→ EXCERPTED TEXT:
* * * *
Salvation! oh, Salvation!
The joyful sound proclaim
Till each remotest nation
Has learnt Messiah's name.
Waft, waft, ye winds, his story,
And you, ye waters, roll,
Till like a sea of glory

It spreads from pole to pole:
Till o'er our ransom'd nature
The Lamb for sinners slain,
Redeemer, King, Creator,
In bliss returns to reign.

The production of Mr. Malan may safely be recommended to those of our readers who are acquainted with the French language. It may be a little too ardent, but the warmth of our Christian brethren on the continent may well shame our coldness. We do not insert extracts for obvious reasons; but an idea of the sentiments may be formed by a translation of one of those poems, transmitted us by a valuable correspondent, and which is inserted in the present Number, at page 260.

Affectionate Advice to Apprentices, and other young Persons engaged in Trades or Professions. By Henry George Watkins, M. Å. Rector of St. Swithin's. Seeley. Pp. 56.

THIS small publication contains much important and excellent advice, arranged in short chapters, and written in a very plain and intelligible style. We recommend it to parents and masters, as a very suitable book to be put into the hands of their children and apprentices. Few persons, indeed, in the middling and lower walks of life, can read this small work without deriving so much instruction from it as will well repay the trifling sum of sixpence, at which the pious author has published it.

An extract is inserted in our present Number, page 269, which may afford a specimen of the author's style and sentiments.
* * * *
In the excerpted text above, at what price did the author publish the advice book for apprentices?
* * * *
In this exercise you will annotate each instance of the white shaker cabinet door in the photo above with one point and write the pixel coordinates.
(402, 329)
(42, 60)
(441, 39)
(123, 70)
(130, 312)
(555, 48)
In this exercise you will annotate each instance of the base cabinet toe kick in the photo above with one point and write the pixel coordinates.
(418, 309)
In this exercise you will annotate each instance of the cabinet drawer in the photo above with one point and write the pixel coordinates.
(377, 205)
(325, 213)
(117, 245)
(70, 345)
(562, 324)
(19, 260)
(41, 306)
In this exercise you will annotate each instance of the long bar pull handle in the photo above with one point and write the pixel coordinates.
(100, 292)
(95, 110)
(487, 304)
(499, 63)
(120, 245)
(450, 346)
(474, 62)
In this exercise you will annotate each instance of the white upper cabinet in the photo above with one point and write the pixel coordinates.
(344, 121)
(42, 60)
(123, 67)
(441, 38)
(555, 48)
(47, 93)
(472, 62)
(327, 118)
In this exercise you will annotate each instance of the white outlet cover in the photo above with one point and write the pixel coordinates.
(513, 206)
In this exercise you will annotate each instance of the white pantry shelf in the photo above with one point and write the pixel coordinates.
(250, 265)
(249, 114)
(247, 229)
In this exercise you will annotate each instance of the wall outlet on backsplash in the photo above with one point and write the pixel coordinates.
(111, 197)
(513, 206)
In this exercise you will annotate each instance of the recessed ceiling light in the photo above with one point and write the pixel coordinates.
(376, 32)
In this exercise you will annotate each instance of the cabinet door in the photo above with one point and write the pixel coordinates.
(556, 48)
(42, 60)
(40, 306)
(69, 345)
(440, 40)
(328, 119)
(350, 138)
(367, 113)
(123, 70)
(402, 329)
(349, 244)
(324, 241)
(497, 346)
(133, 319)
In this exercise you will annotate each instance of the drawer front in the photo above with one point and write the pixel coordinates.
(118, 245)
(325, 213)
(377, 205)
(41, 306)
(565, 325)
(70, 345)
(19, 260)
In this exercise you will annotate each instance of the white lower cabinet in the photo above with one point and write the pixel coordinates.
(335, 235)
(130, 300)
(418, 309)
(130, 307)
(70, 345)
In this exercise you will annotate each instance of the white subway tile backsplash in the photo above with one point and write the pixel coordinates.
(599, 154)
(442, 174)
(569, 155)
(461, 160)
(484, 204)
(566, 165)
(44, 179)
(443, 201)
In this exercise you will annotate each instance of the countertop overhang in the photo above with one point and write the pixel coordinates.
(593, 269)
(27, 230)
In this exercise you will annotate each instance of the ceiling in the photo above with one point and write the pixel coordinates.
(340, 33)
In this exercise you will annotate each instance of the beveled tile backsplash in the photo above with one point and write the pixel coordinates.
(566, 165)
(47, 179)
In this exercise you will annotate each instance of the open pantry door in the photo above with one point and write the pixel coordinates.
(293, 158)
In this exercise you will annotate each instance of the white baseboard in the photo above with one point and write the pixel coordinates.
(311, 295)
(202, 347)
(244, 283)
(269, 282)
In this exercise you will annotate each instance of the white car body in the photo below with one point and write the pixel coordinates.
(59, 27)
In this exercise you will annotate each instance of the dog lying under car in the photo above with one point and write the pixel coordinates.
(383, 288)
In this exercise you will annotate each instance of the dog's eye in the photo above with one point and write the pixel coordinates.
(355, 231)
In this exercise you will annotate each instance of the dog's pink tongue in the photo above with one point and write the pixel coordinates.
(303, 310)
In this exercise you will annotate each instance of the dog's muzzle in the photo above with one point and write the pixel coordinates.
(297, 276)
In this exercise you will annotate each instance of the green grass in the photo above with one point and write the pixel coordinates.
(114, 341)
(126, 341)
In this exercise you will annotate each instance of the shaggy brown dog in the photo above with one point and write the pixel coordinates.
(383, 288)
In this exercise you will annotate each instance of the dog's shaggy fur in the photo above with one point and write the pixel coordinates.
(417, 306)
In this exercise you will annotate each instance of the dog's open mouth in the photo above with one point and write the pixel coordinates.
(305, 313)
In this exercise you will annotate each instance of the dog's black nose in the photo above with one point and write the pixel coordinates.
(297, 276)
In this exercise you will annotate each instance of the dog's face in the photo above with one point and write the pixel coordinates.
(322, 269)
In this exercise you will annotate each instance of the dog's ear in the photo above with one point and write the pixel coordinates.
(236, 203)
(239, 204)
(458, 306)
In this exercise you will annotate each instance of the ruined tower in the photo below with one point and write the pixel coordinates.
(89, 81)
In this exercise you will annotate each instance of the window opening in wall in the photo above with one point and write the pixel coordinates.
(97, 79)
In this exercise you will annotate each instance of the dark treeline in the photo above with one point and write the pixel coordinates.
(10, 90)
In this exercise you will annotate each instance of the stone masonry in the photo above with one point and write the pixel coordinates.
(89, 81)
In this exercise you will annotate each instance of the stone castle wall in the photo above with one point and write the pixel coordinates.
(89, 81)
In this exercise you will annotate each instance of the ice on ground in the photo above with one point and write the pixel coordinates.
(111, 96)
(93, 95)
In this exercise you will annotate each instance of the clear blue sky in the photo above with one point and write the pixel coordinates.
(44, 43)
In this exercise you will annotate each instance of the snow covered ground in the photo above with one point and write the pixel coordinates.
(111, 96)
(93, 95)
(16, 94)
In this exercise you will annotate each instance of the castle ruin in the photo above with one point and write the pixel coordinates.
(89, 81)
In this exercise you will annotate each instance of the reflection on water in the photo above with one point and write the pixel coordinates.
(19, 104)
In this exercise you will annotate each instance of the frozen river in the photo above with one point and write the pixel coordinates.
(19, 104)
* * * *
→ SOLUTION TO THE EXERCISE:
Sixpence.